### TASK TO COMPLETE
Could you pull out every one of the lines below and reproduce them word for word, leaving the pictures out of your answer?

### THE DATA
_ _ _ _ _ _ _
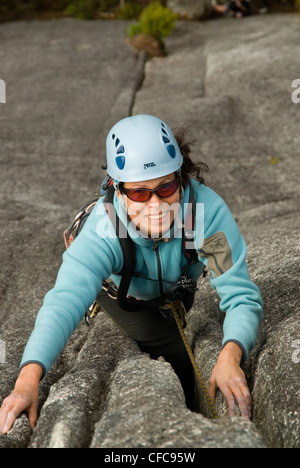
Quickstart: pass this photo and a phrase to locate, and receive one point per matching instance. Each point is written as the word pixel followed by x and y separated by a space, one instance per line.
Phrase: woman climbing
pixel 170 226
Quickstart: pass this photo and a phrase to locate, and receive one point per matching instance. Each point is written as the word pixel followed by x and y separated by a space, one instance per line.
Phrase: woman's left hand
pixel 228 376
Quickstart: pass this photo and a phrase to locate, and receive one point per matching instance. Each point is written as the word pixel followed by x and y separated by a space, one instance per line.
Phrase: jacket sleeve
pixel 224 250
pixel 90 259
_ _ _ _ _ _ _
### RESPONSE TO THE TASK
Quickstart: pass this photo and a phrase to locate, and receive one point per matching instance. Each point is written as the word pixel followed by x and y separated by a space, one instance per line.
Phrase: woman climbing
pixel 170 226
Quickstart: pass this photo and a phrase to locate, and receive one point per matching instance. Each point is written as the word pixel followed by x and y separated by a space, one instance per line.
Phrase: woman's left hand
pixel 228 376
Quickstart: pass this photo and a phrase to locate, and receive one point per matching instance. Each point is written as the word pixel followed by x and y separated by a space, one instance per line.
Phrase: jacket sleeve
pixel 224 250
pixel 90 259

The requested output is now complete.